> **TEXT EXCERPT**:
/---

Robyn Alders has joined the faculty of the Department of Environmental and Population Health at the Cummings School of Veterinary Medicine as an associate professor in the international veterinary medicine section. She was born and raised on a small beef and fat lamb property in New South Wales, Australia. Alders received a veterinary degree from the University of Sydney and a Ph.D. in veterinary immunology from the Australian National University. For the past 17 years, Alders has worked closely with smallholder farmers in Africa and Asia as a veterinarian, researcher and colleague. Since 2004, she has been involved with avian influenza preparedness in Ethiopia, Indonesia, Laos, Malawi, Mozambique, Tanzania, Thailand and Timor.
Naila Baloch is Tufts' new Muslim chaplain. She received her master's in theological studies in religion, politics and ethics from Harvard Divinity School. Her undergraduate degree is from Williams College in comparative religion and astrophysics. This past year, Baloch led one of the Tufts Chaplain's Tables on women in Islam. She has also given lectures on Islam at Boston College.
Joshua Butts is the new executive assistant to the dean of Arts and Sciences. Prior to joining Tufts, he was a fundraiser at the University of Chicago, where he managed reunion fundraising campaigns and worked with donors in both the Chicago and Washington, D.C., areas. He received his Ed.M., with a focus on higher education, from Harvard University in 2008, and received his B.A. in English and history in 2001 from Illinois Wesleyan University, where he is currently on the alumni executive board. Butts will manage a range of projects in the dean's office, including several faculty development programs, ad hoc task forces and communications initiatives, and will serve as a liaison to department chairs, program directors, faculty, staff and administrators within the School of Arts and Sciences.
Lynn Cooper, A02, is the new Catholic chaplain at Tufts. She's no stranger to the university: she graduated with a B.A. in comparative religion and English, and was a chaplaincy intern here in 2006-07 while working on her master's at Harvard Divinity School. She was also captain of the women's soccer team for the 2001-02 season.
Caleb Davis is the new assistant to Arts and Sciences Dean Robert Sternberg. Davis ran his own business in Boston and is also an artist, having collaborated for several years with his daughter, who teaches at the School of the Museum of Fine Arts in Boston. He earned a B.A. from Virginia Commonwealth University.

\---

> **WORK TO BE COMPLETED**: In the faculty and staff announcements, where did Naila Baloch earn her master's in theological studies?

(Source data)
/---

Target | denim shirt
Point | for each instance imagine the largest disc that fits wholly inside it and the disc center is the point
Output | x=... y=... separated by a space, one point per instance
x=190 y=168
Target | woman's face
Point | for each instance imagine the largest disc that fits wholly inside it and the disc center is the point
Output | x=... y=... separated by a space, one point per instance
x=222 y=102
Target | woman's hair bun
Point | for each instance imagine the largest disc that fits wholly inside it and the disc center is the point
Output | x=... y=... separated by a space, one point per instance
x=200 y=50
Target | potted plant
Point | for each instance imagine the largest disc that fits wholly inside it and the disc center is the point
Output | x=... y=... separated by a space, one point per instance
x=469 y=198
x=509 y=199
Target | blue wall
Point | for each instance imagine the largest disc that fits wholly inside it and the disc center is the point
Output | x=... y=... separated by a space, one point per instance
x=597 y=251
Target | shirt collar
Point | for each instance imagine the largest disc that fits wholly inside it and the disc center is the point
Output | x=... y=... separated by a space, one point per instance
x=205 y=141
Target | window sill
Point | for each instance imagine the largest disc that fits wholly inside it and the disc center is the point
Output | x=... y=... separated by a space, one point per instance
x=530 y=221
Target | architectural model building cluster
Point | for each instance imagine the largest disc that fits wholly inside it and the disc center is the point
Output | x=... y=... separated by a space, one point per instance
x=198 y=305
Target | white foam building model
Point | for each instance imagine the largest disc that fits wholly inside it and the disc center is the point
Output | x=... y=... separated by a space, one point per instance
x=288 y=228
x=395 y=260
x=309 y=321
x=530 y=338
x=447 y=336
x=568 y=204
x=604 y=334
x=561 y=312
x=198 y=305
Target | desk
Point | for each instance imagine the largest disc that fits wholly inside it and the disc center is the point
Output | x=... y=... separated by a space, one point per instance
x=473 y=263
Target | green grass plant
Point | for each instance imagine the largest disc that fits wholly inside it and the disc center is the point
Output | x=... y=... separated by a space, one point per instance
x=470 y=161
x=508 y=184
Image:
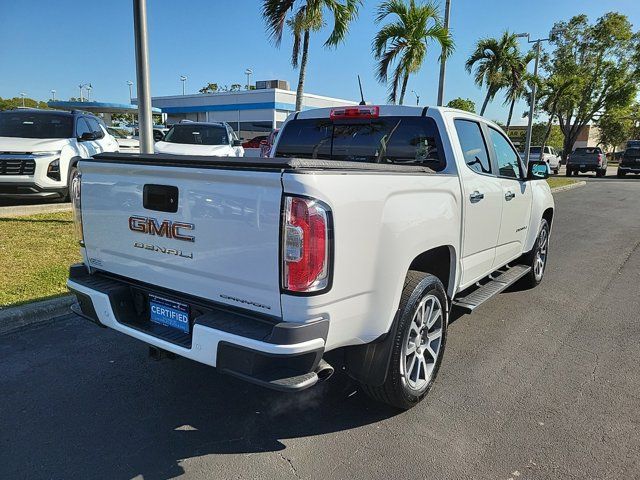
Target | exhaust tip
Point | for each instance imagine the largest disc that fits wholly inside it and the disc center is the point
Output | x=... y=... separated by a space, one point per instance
x=324 y=371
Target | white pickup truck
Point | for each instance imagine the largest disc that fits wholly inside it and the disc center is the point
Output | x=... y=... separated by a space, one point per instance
x=356 y=240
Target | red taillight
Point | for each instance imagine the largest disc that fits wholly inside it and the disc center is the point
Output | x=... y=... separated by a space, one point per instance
x=363 y=111
x=305 y=254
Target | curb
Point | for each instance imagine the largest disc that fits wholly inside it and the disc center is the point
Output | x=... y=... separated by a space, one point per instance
x=581 y=183
x=16 y=318
x=23 y=210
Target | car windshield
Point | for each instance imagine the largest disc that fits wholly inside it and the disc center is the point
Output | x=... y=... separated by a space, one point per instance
x=118 y=133
x=25 y=124
x=405 y=140
x=632 y=152
x=194 y=134
x=587 y=150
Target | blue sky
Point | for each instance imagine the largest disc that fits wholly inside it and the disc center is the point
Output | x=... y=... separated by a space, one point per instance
x=59 y=44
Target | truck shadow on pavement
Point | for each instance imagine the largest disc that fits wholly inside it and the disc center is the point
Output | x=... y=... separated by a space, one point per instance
x=106 y=410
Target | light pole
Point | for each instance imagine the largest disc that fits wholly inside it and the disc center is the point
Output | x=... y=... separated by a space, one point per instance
x=145 y=120
x=443 y=60
x=532 y=99
x=417 y=97
x=183 y=79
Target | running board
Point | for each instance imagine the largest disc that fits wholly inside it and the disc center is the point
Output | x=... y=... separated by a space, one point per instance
x=498 y=281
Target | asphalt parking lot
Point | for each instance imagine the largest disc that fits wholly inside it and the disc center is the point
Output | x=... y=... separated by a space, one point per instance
x=541 y=383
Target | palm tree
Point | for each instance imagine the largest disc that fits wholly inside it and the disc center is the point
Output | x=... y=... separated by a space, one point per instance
x=304 y=17
x=404 y=41
x=516 y=80
x=492 y=59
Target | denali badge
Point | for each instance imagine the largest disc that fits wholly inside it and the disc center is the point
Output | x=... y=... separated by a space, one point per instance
x=166 y=228
x=159 y=249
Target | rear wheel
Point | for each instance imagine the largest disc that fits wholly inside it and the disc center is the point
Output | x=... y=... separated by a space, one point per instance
x=537 y=257
x=418 y=345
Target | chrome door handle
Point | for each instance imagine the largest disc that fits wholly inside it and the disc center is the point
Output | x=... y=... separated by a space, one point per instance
x=476 y=196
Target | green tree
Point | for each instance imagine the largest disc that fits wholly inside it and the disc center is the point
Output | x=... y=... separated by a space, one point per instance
x=404 y=42
x=492 y=60
x=465 y=104
x=602 y=60
x=304 y=17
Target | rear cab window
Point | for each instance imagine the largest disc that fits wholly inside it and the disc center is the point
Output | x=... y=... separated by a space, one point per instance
x=404 y=140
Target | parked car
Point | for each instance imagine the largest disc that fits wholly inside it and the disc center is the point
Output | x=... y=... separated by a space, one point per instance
x=201 y=138
x=126 y=142
x=254 y=142
x=358 y=237
x=39 y=150
x=265 y=145
x=550 y=156
x=630 y=162
x=587 y=159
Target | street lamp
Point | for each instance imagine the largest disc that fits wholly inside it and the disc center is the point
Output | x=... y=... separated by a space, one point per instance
x=532 y=100
x=130 y=83
x=443 y=60
x=248 y=72
x=417 y=97
x=183 y=79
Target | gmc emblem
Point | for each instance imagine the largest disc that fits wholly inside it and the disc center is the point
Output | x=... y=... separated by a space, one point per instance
x=166 y=228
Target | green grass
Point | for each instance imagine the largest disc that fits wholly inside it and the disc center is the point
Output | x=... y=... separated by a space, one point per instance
x=560 y=181
x=35 y=254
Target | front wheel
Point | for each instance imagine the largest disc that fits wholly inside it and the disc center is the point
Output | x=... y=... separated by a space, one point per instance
x=537 y=257
x=418 y=345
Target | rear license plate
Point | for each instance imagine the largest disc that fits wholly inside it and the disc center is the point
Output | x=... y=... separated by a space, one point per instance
x=169 y=313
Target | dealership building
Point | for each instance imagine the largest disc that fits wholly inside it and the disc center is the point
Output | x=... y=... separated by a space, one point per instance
x=248 y=112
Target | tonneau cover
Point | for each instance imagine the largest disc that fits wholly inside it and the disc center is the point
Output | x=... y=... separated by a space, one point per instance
x=252 y=163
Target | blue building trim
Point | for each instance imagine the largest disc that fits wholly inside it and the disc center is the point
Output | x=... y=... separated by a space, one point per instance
x=231 y=107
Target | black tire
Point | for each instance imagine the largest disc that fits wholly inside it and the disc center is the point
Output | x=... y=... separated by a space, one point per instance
x=397 y=390
x=532 y=278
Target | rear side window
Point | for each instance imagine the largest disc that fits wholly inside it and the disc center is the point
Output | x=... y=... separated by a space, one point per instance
x=473 y=146
x=507 y=158
x=394 y=139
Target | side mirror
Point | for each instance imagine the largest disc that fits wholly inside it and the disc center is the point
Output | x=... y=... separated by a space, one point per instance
x=537 y=170
x=87 y=136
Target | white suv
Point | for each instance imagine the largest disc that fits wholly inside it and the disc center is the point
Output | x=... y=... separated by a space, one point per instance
x=39 y=150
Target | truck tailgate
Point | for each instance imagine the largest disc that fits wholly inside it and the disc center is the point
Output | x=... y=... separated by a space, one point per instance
x=221 y=243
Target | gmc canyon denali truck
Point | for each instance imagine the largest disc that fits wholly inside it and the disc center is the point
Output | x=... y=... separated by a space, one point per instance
x=39 y=150
x=357 y=238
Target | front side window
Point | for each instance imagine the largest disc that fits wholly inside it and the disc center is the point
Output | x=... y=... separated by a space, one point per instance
x=392 y=139
x=26 y=124
x=473 y=146
x=194 y=134
x=507 y=158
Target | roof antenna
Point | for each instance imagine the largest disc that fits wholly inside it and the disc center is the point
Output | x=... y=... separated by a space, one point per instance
x=362 y=102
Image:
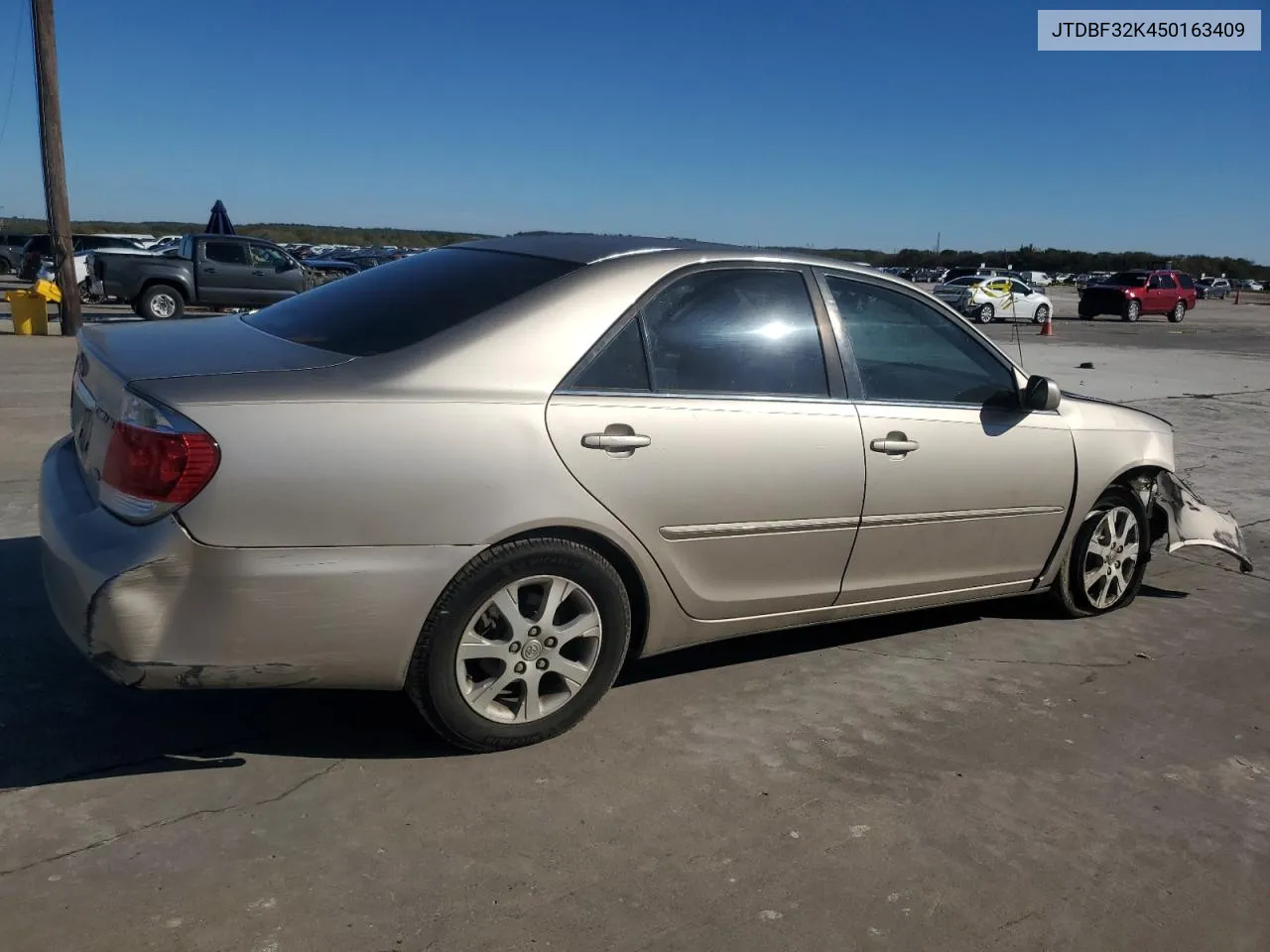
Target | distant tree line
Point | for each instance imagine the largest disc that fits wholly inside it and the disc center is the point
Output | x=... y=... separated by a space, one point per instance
x=1057 y=261
x=1028 y=258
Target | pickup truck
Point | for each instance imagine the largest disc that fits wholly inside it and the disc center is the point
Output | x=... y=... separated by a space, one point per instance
x=212 y=271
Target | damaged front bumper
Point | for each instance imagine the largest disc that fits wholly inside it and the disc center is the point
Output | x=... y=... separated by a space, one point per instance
x=1179 y=513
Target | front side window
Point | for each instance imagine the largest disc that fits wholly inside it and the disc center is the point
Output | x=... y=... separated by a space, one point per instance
x=907 y=350
x=225 y=252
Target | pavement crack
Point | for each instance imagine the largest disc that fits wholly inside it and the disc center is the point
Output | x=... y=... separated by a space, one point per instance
x=1023 y=918
x=991 y=660
x=159 y=824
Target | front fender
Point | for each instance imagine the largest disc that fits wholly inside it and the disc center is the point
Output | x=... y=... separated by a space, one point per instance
x=1192 y=522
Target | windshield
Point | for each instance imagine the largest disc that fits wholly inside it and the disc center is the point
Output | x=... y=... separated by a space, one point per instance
x=1127 y=280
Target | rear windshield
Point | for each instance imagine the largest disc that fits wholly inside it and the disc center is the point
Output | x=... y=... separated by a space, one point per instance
x=1125 y=280
x=400 y=303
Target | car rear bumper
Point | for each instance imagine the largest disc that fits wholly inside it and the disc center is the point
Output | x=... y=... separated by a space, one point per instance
x=154 y=608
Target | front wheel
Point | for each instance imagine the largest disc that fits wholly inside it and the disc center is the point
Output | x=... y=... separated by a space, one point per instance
x=160 y=302
x=521 y=645
x=1107 y=560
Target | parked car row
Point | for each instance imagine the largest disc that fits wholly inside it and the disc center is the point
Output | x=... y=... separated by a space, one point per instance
x=985 y=298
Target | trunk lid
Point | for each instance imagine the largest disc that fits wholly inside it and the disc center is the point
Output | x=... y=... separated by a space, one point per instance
x=112 y=358
x=197 y=348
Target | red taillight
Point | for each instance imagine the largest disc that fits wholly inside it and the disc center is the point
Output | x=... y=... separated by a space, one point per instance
x=160 y=467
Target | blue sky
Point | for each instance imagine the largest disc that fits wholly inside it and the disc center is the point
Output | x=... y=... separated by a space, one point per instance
x=793 y=122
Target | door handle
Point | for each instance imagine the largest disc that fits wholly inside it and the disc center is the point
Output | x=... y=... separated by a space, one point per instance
x=894 y=444
x=615 y=442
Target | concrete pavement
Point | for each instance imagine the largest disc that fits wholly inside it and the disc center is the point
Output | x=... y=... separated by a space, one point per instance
x=982 y=778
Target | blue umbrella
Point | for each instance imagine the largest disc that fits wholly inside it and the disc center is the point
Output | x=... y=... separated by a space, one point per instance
x=220 y=221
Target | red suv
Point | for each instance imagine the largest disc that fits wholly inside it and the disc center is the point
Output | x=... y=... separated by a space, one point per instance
x=1129 y=295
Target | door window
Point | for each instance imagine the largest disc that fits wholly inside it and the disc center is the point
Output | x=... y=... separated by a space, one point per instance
x=737 y=331
x=225 y=252
x=266 y=257
x=907 y=350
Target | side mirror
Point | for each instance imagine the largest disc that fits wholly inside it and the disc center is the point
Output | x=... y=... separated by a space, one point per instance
x=1042 y=394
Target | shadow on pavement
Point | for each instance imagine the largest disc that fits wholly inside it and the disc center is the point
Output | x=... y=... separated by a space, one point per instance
x=63 y=721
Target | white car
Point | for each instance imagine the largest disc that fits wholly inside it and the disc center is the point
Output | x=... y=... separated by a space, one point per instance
x=985 y=298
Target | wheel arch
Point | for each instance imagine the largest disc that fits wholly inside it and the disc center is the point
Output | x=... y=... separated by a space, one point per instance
x=1086 y=493
x=625 y=566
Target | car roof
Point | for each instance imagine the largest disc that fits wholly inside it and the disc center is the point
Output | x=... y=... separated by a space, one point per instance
x=585 y=249
x=589 y=249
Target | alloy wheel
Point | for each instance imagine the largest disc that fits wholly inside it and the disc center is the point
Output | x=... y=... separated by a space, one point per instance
x=529 y=651
x=163 y=306
x=1110 y=557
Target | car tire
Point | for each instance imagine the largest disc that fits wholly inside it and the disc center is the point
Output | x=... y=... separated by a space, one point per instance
x=447 y=689
x=1082 y=589
x=160 y=302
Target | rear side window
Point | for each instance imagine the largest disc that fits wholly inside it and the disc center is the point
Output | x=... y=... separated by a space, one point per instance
x=402 y=303
x=225 y=252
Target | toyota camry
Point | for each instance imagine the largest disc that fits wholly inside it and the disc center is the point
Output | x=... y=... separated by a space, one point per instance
x=493 y=472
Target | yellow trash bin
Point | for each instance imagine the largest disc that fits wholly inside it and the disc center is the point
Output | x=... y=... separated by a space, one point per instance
x=30 y=312
x=49 y=291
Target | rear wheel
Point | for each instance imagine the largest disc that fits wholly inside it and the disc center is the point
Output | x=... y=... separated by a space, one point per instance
x=521 y=645
x=160 y=302
x=1107 y=558
x=86 y=295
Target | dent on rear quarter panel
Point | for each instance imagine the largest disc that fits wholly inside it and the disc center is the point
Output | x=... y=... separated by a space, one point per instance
x=385 y=474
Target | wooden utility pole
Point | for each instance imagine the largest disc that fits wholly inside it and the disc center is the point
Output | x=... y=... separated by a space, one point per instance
x=58 y=204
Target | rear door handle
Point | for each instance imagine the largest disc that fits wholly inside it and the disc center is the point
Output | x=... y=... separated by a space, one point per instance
x=615 y=442
x=894 y=444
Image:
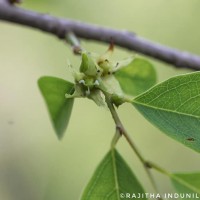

\---

> **YOUR RESPONSE**: Harvard Divinity School